» Problem to solve: Transcribe, word for word, the line containing "Point out the tree branch in this photo." and each line following it through the end of the listing below. Omit all other lines.

Pointing records
########

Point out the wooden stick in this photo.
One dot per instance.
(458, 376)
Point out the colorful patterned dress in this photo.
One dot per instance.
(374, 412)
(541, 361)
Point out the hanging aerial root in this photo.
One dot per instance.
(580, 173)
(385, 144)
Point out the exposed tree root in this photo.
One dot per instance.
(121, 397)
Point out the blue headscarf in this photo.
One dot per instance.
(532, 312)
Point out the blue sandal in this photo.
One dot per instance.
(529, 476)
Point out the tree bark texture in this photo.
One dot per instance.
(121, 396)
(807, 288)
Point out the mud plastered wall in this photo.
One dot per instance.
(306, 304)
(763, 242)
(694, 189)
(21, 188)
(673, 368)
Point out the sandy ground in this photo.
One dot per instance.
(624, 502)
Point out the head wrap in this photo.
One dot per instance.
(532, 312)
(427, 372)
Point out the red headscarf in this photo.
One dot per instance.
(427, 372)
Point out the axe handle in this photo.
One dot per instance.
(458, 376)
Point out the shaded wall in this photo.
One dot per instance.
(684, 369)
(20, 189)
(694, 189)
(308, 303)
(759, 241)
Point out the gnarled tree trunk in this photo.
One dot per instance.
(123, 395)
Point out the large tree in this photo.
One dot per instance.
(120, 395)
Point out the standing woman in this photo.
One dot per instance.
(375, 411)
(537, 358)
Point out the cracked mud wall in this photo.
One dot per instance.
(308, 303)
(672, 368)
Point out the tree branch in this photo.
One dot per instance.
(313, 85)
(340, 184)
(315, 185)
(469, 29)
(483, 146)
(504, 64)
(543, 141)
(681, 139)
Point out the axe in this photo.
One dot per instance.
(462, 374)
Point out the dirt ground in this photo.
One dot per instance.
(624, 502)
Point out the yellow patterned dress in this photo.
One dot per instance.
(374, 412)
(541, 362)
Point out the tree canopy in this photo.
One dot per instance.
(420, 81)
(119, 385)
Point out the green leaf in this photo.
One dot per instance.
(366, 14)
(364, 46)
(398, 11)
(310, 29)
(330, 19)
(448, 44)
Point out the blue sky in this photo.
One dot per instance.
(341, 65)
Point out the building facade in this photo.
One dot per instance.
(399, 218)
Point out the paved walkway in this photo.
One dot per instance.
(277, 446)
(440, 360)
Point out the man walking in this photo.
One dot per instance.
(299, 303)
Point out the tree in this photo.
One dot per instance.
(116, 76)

########

» Result of this exercise:
Point out the tree branch in this photo.
One dot per instance.
(313, 85)
(340, 184)
(315, 185)
(469, 29)
(483, 146)
(504, 64)
(543, 141)
(681, 139)
Point out the axe in this photo.
One dot per instance.
(462, 374)
Point out the dirt ground in this photo.
One dot per instance.
(624, 502)
Point out the yellow patterned dress in this photo.
One dot per instance.
(374, 412)
(541, 362)
Point out the tree canopy in this photo.
One dot per instance.
(420, 81)
(119, 385)
Point out the green leaf in this photo.
One dot per instance.
(366, 14)
(364, 46)
(398, 11)
(310, 29)
(330, 19)
(448, 44)
Point out the blue sky in this photo.
One dot per instance.
(341, 65)
Point out the building facade in this photo.
One dot per instance.
(399, 218)
Point out the paved walkway in this photo.
One dot per instance.
(277, 446)
(440, 360)
Point out the man walking in this photo.
One dot per instance.
(299, 303)
Point out the tree in this photo.
One dot per instance.
(116, 76)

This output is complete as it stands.